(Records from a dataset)
[Begin]
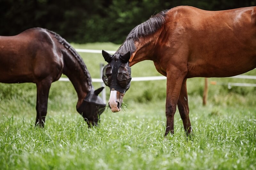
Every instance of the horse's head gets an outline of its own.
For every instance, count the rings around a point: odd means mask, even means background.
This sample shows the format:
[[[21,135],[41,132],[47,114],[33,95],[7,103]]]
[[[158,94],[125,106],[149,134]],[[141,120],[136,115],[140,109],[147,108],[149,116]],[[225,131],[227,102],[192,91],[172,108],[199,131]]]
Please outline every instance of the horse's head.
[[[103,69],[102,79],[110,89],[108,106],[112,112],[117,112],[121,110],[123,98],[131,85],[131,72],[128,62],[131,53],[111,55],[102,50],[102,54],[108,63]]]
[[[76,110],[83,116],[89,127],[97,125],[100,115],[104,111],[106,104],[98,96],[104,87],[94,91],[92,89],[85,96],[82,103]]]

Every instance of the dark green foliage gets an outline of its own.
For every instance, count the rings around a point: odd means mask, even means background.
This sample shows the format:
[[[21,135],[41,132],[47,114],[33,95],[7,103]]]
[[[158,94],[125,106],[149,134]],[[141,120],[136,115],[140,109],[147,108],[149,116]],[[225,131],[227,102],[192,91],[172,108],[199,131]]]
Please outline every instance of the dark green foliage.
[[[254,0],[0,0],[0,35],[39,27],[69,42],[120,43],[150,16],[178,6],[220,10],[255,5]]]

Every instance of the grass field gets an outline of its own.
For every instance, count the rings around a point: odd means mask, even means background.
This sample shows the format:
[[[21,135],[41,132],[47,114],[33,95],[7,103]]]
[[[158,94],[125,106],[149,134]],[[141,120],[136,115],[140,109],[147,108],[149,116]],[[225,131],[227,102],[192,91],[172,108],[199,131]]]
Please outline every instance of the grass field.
[End]
[Begin]
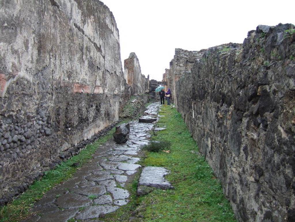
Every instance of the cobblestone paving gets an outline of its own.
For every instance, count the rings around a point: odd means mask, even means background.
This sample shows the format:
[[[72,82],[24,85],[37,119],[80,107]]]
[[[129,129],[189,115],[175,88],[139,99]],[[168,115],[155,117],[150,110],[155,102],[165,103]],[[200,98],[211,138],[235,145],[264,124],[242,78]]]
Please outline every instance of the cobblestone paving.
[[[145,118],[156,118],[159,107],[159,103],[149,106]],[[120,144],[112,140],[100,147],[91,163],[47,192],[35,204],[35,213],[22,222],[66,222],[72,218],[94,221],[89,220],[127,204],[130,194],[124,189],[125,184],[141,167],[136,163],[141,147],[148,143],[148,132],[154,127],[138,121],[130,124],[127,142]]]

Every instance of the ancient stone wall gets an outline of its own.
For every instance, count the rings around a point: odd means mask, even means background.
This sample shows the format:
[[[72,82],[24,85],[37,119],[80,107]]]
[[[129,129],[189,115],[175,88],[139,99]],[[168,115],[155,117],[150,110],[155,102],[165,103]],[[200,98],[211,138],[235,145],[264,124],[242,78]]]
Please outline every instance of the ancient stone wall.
[End]
[Begin]
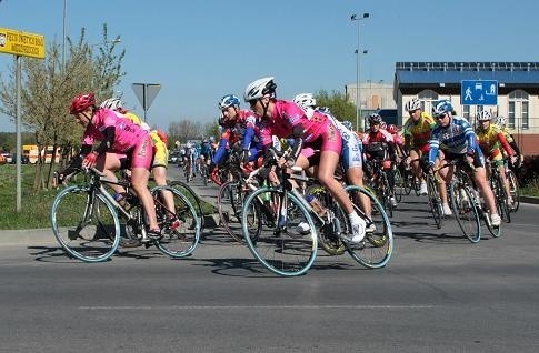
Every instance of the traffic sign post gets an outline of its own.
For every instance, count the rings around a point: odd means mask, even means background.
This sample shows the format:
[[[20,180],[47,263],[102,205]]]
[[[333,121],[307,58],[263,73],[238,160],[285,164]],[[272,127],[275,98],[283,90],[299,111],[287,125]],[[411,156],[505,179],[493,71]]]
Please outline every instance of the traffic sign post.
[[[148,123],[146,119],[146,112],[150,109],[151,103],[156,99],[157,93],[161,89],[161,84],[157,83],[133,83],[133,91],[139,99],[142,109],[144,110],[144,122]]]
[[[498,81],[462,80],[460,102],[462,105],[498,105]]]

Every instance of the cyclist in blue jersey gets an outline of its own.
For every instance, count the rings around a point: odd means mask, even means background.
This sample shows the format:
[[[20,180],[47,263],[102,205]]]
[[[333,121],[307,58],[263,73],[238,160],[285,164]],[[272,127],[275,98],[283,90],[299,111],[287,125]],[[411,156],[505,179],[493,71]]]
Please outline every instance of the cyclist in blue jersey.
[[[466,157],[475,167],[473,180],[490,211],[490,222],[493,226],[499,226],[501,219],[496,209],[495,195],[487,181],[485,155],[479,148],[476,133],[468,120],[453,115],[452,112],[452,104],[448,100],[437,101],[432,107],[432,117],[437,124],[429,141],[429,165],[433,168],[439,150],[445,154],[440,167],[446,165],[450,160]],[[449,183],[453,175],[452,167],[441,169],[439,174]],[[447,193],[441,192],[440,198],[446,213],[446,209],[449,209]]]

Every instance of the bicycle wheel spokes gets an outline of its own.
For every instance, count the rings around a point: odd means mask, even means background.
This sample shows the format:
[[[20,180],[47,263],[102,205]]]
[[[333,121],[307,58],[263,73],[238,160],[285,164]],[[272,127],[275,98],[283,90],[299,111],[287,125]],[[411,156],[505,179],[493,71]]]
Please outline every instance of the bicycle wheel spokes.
[End]
Your instructions: Show every line of the records above that contains the word "jersey", matching case exactly.

Problem solution:
Every instance of the cyclist in blue jersey gets an outline of its own.
Please outline every instance of the cyclist in blue jersey.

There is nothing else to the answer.